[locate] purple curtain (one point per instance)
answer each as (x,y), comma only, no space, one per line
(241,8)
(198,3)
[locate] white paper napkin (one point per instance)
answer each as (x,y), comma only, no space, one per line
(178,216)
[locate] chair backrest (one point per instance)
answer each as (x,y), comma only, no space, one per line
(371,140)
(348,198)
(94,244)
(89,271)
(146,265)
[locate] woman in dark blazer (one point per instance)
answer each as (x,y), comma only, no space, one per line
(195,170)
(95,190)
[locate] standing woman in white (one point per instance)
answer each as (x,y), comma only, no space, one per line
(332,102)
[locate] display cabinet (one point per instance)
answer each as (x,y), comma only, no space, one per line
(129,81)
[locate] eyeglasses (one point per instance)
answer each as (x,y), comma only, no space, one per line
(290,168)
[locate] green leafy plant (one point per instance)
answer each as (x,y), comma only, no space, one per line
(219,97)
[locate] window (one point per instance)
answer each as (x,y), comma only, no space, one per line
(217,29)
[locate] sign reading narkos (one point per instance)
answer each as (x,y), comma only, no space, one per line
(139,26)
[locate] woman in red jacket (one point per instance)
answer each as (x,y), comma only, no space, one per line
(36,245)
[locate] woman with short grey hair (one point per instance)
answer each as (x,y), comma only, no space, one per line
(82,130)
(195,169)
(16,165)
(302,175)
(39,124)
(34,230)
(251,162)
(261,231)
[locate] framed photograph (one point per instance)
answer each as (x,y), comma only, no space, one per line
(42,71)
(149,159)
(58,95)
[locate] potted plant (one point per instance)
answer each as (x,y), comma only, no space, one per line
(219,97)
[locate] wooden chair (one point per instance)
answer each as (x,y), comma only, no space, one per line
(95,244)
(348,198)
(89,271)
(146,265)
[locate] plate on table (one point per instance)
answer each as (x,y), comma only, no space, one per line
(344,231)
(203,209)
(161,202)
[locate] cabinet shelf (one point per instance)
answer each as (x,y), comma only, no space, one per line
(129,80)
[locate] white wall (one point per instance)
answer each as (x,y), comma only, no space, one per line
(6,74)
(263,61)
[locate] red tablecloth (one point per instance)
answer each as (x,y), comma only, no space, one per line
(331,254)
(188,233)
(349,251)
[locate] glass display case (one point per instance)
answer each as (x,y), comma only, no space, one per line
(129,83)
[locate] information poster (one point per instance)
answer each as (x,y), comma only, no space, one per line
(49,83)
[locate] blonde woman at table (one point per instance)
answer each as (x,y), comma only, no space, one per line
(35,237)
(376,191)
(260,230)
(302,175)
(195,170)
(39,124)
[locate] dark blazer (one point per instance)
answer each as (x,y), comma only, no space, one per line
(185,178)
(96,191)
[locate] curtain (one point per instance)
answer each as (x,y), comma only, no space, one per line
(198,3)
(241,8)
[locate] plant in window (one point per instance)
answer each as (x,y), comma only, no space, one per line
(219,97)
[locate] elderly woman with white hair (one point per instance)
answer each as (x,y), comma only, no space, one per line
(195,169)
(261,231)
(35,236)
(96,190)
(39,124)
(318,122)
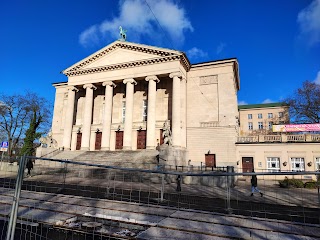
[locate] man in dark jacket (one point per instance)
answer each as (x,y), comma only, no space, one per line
(29,167)
(254,185)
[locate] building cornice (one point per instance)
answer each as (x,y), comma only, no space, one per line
(124,65)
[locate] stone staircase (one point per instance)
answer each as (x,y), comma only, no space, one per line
(69,155)
(131,159)
(141,159)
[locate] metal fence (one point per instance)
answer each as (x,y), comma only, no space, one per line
(63,199)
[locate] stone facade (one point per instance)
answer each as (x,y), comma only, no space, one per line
(120,97)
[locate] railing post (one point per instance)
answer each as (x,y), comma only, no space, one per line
(16,198)
(162,187)
(230,169)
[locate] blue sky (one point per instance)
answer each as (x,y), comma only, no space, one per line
(277,43)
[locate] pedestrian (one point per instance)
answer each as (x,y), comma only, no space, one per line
(254,185)
(178,183)
(29,167)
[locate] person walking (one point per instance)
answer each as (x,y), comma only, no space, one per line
(178,183)
(254,185)
(29,167)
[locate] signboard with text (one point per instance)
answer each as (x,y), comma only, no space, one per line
(315,127)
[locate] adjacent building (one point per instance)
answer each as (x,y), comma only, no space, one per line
(259,118)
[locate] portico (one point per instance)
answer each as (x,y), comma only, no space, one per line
(128,122)
(107,94)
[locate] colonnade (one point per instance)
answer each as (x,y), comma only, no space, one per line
(178,113)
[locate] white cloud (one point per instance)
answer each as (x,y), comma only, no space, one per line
(220,47)
(268,101)
(136,17)
(309,21)
(242,103)
(196,53)
(89,36)
(317,80)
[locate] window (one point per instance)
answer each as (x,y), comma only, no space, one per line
(281,114)
(123,111)
(144,110)
(317,163)
(273,164)
(297,164)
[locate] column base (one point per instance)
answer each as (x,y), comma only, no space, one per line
(105,149)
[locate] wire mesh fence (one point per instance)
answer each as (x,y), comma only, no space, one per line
(63,199)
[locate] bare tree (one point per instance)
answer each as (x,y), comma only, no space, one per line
(39,117)
(16,114)
(305,104)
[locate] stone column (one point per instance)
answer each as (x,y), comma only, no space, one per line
(68,122)
(151,117)
(107,117)
(184,112)
(127,141)
(87,116)
(176,110)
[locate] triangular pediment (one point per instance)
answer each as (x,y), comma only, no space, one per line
(121,53)
(119,56)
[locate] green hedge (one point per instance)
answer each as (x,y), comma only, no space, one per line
(286,183)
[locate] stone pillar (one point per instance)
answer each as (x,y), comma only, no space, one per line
(184,112)
(176,109)
(107,117)
(68,122)
(127,141)
(87,116)
(151,117)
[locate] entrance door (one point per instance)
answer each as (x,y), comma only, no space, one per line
(247,164)
(210,160)
(98,141)
(141,139)
(119,139)
(79,136)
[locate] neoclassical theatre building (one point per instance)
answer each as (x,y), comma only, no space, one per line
(121,97)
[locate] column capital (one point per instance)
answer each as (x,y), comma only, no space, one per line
(109,83)
(152,78)
(175,74)
(72,88)
(129,80)
(90,85)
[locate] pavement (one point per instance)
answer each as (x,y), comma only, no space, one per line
(197,212)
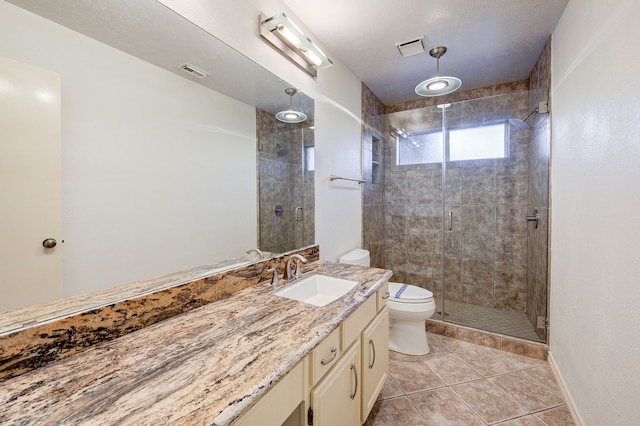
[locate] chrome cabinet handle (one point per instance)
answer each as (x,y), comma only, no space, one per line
(355,374)
(334,352)
(49,243)
(373,346)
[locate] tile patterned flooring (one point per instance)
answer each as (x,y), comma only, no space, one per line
(460,383)
(490,319)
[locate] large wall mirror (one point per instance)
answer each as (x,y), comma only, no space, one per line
(161,170)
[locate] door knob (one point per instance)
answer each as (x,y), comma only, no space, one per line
(49,243)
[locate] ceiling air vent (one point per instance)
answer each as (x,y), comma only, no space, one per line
(411,47)
(193,70)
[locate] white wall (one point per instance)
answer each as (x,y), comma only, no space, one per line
(159,173)
(336,92)
(595,236)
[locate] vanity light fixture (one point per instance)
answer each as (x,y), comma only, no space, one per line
(291,115)
(285,36)
(438,85)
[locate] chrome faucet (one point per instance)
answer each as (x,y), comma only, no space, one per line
(275,281)
(293,270)
(257,251)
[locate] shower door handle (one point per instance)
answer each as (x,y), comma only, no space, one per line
(534,218)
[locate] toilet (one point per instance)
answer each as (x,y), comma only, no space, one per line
(409,308)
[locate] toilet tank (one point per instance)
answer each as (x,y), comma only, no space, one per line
(356,257)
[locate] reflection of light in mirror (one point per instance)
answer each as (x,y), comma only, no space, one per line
(44,96)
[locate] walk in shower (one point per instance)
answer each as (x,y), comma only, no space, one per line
(462,196)
(286,190)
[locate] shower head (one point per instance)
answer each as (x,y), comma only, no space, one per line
(522,123)
(282,151)
(541,108)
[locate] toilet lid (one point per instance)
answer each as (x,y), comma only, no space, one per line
(406,293)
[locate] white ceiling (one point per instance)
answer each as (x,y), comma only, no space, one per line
(488,41)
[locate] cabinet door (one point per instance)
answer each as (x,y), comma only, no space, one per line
(336,399)
(375,360)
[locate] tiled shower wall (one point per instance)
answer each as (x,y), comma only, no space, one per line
(486,249)
(283,180)
(403,231)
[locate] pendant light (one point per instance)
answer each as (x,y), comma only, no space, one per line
(291,115)
(438,85)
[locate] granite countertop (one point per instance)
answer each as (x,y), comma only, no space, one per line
(206,366)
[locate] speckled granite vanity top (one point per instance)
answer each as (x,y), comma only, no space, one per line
(205,366)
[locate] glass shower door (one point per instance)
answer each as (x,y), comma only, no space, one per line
(487,187)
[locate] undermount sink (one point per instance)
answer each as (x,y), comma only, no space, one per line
(316,290)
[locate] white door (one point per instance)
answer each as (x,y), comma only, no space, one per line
(30,185)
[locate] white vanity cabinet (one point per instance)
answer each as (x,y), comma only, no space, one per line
(339,381)
(375,360)
(336,399)
(345,396)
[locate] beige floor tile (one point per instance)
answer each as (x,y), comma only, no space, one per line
(520,362)
(438,344)
(399,357)
(485,362)
(451,369)
(394,412)
(522,421)
(442,407)
(414,376)
(390,389)
(449,344)
(545,376)
(529,393)
(488,401)
(558,416)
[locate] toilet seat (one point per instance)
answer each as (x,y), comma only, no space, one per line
(407,293)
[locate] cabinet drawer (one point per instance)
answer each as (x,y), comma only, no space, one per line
(358,320)
(383,295)
(325,355)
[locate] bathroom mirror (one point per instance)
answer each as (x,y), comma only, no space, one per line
(154,33)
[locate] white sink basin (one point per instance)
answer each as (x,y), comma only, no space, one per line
(317,290)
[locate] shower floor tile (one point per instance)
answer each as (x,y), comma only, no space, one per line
(489,319)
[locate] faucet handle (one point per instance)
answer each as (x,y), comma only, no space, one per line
(275,280)
(298,267)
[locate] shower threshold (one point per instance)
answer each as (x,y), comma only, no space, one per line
(499,321)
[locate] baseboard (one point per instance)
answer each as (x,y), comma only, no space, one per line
(563,388)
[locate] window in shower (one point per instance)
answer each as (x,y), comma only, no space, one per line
(468,143)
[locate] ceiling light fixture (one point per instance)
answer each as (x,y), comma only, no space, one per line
(438,85)
(283,34)
(291,115)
|---|
**Work required**.
Gather every line from the listing above in which "blazer" appears, and copy those lines.

**Answer space**.
[locate] woman in dark blazer (one point per instance)
[locate] dark blazer (one point per instance)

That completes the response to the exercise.